§ **Instruction 1**:
Shift every coordinate in the answers by -74, and write out the stretch of the records below from the line containing "# test: pointer returns one pin per instance of the sparse" through the end of the records, with the requests kept and the pictures left out.

2. Now the will governs the life of the craving, and doth therewith what it will. And though it doth somewhat, yet this is not known till the same reveals itself through the will, so that it becomes an entity in the life of the will; then it is known what the will has wrought.
8. We recognize, therefore, the eternal Will-spirit as God, and the moving life of the craving as Nature. For there is nothing prior, and either is without beginning, and each is a cause of the other, and an eternal bond.
4. Thus the Will-spirit is an eternal knowing of the unground, and the life of the craving an eternal being [body] of the will.

THE FOURTH TEXT
1. Seeing then the craving is a process of desire, and this desire a life, this same desiring life goes in the craving forward, and is always pregnant with the craving.
2. And the desire is a stern attraction, and yet hath nothing but itself, or the eternity without foundation. And it draws magically, viz. its own desiring into a substance.
3. For the will takes where there is nothing. It is a lord and possessor. It is itself not a being, and yet rules in being, and being makes it desirous, namely of being. And since it becomes in itself desirous, it is magical, and makes itself pregnant, viz. by spirit without being; for originally it is only spirit. Thus it makes in its imagination only spirit, and becomes pregnant with spirit as with the eternal knowing of the unground, in the All-power of the life, without being.
4. As then it is pregnant, the engenderment goes within itself, and dwells in itself. For the essence of the other life cannot grasp this pregnation, and be its container. Hence the pregnation must go within itself and be its own container, as a Son in the eternal Spirit.
5. And as this pregnation has no being, then that is a voice or sound, as a Word of the spirit; and yet remains in the primitive condition of spirit, for it hath else no seat.
6. But in this Word is a will, which desires to go out into a being. This will is the life of the original will, and proceeds out of the pregnation, as out of the mouth of the will, into the life of Magic, viz. into Nature; and reveals the nonunderstanding life of Magic, so that the same is a mysterium in which an understanding exists essentially, and thus obtains an essential spirit. There, every essence is an arcanum or a mysterium of an entire being, and is thus a comprehension as an unfathomable wonder of eternity; for many lives without number are generated, and yet all is together but one being.
7. The threefold Spirit without being is its master and possessor; and yet it possesses not the Nature-being, for it (the Spirit) dwells in itself.

§ **Task input**:
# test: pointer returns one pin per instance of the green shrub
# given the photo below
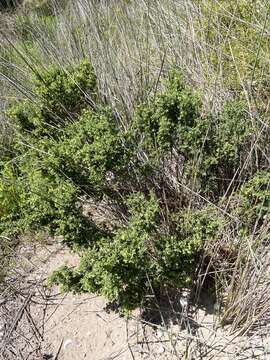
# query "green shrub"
(255, 198)
(64, 148)
(213, 146)
(142, 256)
(160, 122)
(61, 96)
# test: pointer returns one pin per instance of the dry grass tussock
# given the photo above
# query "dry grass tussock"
(133, 45)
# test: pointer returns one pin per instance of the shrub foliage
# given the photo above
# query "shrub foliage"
(70, 150)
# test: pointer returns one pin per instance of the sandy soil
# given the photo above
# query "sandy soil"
(78, 327)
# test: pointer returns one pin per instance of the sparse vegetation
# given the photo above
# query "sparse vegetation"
(172, 143)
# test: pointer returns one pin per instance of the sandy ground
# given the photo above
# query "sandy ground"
(75, 327)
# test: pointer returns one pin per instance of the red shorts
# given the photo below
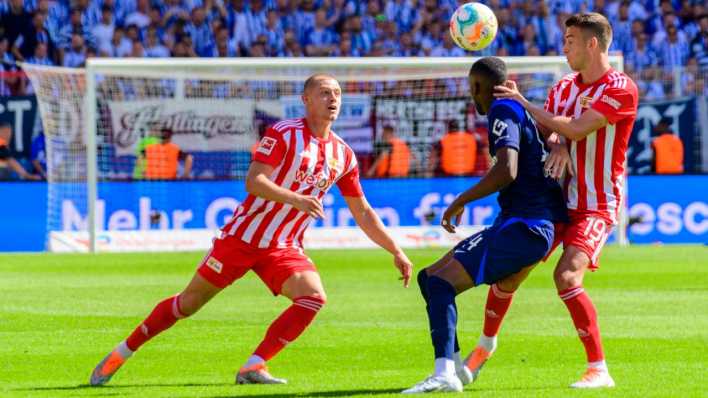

§ **Instruction 2**:
Continue the passage on the Will-spirit and Nature from where it stops.

§ **Task result 1**:
# test: pointer returns one pin per instance of the sparse vegetation
# given the photo above
# query "sparse vegetation"
(98, 69)
# test: pointer returns one pin per instance of the sandy ground
# given the photo above
# query "sandy ground"
(1, 253)
# test: pointer returns one pin per instance of the red shorts
# given the photo below

§ **Task result 2**:
8. The Word is its centre or seat, and is in the midst as a heart; and the spirit of the Word, which takes its origin in the primal eternal will, reveals the wonders of the essential life. There are, then, two mysteries: one in the spirit-life, and one in the essential life. The spirit-life is acknowledged as God, and is rightly so called; and the essential life is acknowledged as the Nature-life, which would have no understanding if the Spirit or the spirit-life were not desirous. In this desire the divine Being, as the eternal word or heart of God, is continually and from eternity generated; from which the desiring will as Spirit eternally goes out into the Nature-life, and reveals therein the mystery in essences. So that there are two lives and also two beings, from and in a single, eternal, unfathomable origin.
9. And thus we apprehend what God and Nature is; how the one and the other is from eternity without any ground or beginning. For it is an everlasting beginning. It begins itself perpetually and from eternity to eternity, where there is no number; for it is the unground.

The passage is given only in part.